EXERCISE INPUTS: Begin

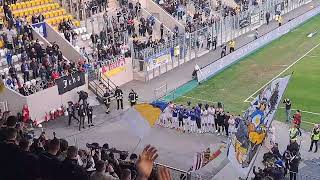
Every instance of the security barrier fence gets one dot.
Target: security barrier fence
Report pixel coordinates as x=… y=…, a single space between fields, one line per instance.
x=190 y=45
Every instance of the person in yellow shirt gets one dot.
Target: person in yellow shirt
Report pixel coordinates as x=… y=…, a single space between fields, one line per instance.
x=232 y=45
x=315 y=137
x=1 y=23
x=279 y=20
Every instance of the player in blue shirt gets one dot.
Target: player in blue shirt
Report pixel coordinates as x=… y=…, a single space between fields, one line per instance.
x=175 y=112
x=193 y=118
x=198 y=118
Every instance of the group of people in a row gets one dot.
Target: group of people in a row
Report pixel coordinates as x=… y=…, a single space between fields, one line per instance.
x=202 y=118
x=30 y=157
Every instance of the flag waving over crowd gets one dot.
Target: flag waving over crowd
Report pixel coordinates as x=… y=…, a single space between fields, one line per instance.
x=252 y=128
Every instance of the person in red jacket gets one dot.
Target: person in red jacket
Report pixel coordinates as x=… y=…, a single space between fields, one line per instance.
x=297 y=120
x=55 y=75
x=25 y=113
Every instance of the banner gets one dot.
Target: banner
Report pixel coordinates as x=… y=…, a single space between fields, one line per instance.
x=158 y=60
x=219 y=65
x=252 y=128
x=40 y=28
x=114 y=67
x=67 y=83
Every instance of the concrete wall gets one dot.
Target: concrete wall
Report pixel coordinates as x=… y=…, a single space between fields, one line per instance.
x=164 y=16
x=223 y=63
x=15 y=100
x=66 y=47
x=124 y=76
x=46 y=100
x=157 y=24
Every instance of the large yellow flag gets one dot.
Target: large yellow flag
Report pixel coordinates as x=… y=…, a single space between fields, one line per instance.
x=2 y=88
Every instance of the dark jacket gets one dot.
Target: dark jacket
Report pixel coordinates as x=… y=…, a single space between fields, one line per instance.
x=50 y=167
x=72 y=171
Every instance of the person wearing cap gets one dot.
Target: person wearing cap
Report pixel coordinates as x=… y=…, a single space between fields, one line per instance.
x=71 y=112
x=297 y=120
x=107 y=100
x=293 y=133
x=287 y=103
x=133 y=98
x=119 y=96
x=315 y=136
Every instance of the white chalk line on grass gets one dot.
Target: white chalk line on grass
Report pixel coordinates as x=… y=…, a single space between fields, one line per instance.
x=198 y=99
x=313 y=56
x=246 y=100
x=308 y=112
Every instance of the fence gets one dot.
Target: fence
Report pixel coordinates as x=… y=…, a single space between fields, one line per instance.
x=178 y=174
x=193 y=45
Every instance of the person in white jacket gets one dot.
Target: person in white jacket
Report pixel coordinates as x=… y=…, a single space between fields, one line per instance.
x=204 y=120
x=211 y=114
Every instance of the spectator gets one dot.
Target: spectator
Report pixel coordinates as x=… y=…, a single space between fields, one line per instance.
x=71 y=168
x=50 y=166
x=126 y=174
x=315 y=136
x=101 y=174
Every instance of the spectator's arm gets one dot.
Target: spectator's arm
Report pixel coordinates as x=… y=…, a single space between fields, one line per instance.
x=145 y=162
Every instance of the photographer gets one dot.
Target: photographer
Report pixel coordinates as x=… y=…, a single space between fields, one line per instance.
x=83 y=96
x=71 y=169
x=82 y=115
x=103 y=172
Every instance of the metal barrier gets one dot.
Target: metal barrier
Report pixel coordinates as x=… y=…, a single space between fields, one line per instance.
x=192 y=45
x=301 y=176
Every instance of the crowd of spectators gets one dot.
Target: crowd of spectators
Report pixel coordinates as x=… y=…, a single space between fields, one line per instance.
x=277 y=165
x=31 y=157
x=35 y=61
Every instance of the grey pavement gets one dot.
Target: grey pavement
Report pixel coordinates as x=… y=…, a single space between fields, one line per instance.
x=175 y=149
x=182 y=74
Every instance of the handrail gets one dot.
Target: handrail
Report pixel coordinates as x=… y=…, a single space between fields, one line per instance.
x=297 y=16
x=109 y=80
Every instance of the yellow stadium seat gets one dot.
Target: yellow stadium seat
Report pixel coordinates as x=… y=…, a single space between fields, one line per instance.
x=59 y=12
x=40 y=9
x=15 y=14
x=56 y=13
x=51 y=14
x=53 y=21
x=13 y=7
x=23 y=5
x=44 y=8
x=45 y=15
x=28 y=4
x=77 y=23
x=49 y=7
x=21 y=14
x=56 y=5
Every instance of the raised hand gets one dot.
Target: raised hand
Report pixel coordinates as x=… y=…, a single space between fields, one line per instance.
x=164 y=173
x=146 y=160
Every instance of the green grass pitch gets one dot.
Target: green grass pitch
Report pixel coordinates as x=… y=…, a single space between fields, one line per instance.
x=238 y=82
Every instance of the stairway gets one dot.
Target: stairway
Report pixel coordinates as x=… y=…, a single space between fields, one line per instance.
x=98 y=83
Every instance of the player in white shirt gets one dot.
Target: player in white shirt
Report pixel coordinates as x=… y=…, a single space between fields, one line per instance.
x=211 y=114
x=204 y=120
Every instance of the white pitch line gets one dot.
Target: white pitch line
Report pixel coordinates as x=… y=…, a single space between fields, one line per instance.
x=283 y=71
x=198 y=99
x=308 y=112
x=312 y=56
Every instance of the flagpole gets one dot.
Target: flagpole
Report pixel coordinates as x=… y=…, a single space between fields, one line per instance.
x=136 y=145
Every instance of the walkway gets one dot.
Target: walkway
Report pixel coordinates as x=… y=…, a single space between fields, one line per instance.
x=181 y=75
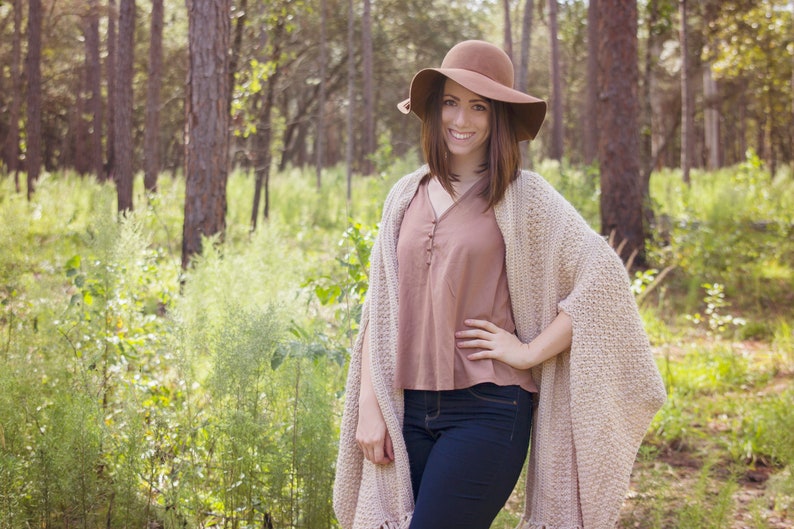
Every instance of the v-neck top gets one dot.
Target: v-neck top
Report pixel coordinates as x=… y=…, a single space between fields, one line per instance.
x=451 y=267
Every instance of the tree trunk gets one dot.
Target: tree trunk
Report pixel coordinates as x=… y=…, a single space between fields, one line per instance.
x=94 y=82
x=369 y=102
x=621 y=194
x=263 y=156
x=556 y=91
x=591 y=102
x=12 y=140
x=351 y=92
x=646 y=157
x=711 y=119
x=508 y=30
x=237 y=43
x=124 y=72
x=110 y=67
x=523 y=69
x=152 y=133
x=33 y=130
x=77 y=155
x=321 y=101
x=687 y=115
x=207 y=123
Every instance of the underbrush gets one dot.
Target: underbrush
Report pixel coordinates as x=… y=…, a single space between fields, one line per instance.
x=135 y=394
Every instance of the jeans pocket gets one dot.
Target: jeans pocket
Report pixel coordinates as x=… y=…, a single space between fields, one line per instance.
x=490 y=392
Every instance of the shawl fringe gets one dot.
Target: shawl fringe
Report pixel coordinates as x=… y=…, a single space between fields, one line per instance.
x=401 y=524
x=527 y=524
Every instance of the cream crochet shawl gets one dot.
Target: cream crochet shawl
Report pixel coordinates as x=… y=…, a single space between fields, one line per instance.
x=595 y=401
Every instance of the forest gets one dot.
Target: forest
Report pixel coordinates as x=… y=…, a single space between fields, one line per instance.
x=189 y=192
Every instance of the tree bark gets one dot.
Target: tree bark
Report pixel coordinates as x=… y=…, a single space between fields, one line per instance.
x=591 y=103
x=94 y=82
x=556 y=91
x=320 y=155
x=207 y=123
x=152 y=133
x=263 y=155
x=508 y=30
x=523 y=69
x=124 y=72
x=110 y=67
x=687 y=115
x=351 y=92
x=621 y=193
x=12 y=139
x=711 y=119
x=646 y=153
x=33 y=130
x=368 y=96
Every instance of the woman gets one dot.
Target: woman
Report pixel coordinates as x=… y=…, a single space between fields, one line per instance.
x=493 y=310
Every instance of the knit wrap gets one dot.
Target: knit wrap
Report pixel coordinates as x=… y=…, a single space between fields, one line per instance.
x=595 y=401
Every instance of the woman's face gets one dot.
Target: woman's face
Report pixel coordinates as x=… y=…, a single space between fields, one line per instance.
x=465 y=121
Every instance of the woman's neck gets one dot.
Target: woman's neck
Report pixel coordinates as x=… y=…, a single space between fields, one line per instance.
x=467 y=169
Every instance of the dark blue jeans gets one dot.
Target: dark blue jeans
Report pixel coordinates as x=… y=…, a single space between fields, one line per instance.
x=466 y=449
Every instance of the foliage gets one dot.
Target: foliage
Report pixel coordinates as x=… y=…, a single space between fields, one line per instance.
x=133 y=394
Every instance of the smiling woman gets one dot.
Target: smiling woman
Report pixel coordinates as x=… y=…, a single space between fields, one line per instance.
x=491 y=306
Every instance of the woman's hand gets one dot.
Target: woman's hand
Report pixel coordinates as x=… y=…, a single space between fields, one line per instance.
x=371 y=434
x=498 y=344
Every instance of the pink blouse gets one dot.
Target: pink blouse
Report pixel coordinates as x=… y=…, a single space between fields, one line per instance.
x=451 y=268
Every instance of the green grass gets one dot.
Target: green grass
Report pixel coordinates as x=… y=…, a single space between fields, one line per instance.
x=213 y=396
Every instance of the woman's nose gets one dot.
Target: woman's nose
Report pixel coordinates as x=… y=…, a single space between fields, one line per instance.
x=460 y=117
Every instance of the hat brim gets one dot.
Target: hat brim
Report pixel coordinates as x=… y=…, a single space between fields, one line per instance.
x=529 y=111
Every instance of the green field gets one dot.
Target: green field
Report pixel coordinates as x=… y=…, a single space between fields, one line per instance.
x=133 y=393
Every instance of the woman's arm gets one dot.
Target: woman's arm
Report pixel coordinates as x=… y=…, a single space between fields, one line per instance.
x=371 y=434
x=498 y=344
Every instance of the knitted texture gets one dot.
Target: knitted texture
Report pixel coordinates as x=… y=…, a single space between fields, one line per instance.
x=595 y=401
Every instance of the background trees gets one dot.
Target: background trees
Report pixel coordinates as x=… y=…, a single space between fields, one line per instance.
x=739 y=81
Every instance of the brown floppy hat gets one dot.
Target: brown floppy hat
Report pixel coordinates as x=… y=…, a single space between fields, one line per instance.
x=486 y=70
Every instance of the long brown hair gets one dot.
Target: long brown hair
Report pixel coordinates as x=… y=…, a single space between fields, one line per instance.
x=503 y=161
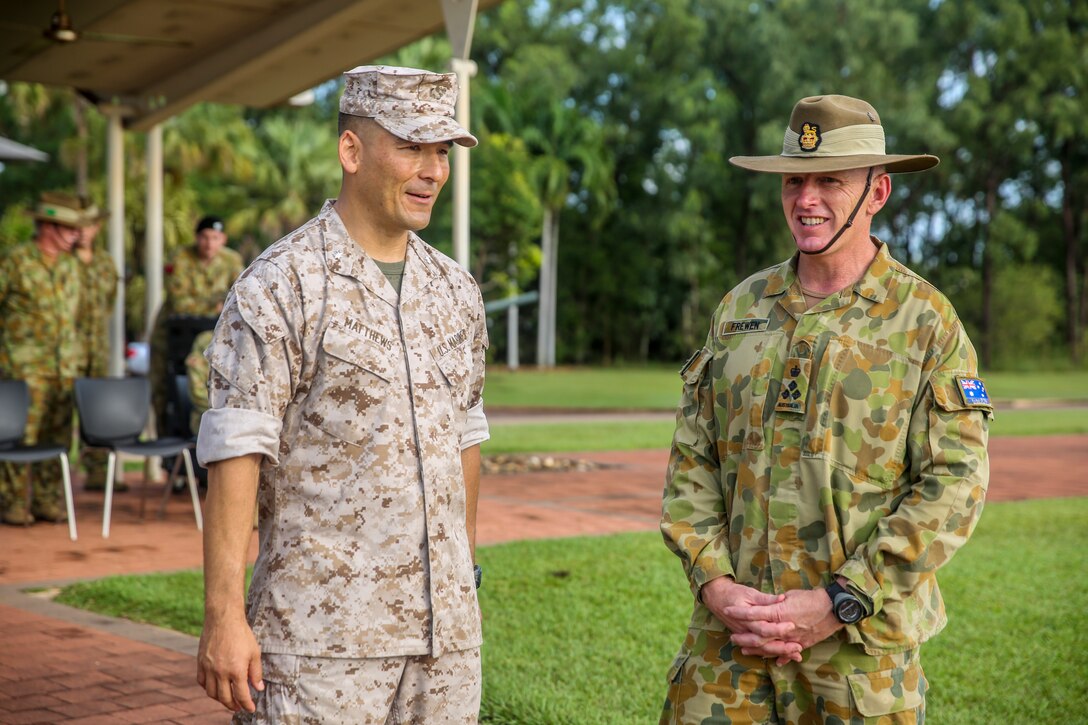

EXERCISE INPUTS: End

▶ _TASK TO COMPLETE_: Tell how many lines in the material contain the string "background". Nothing but the number is needed.

▶ _SOLUTION_: 2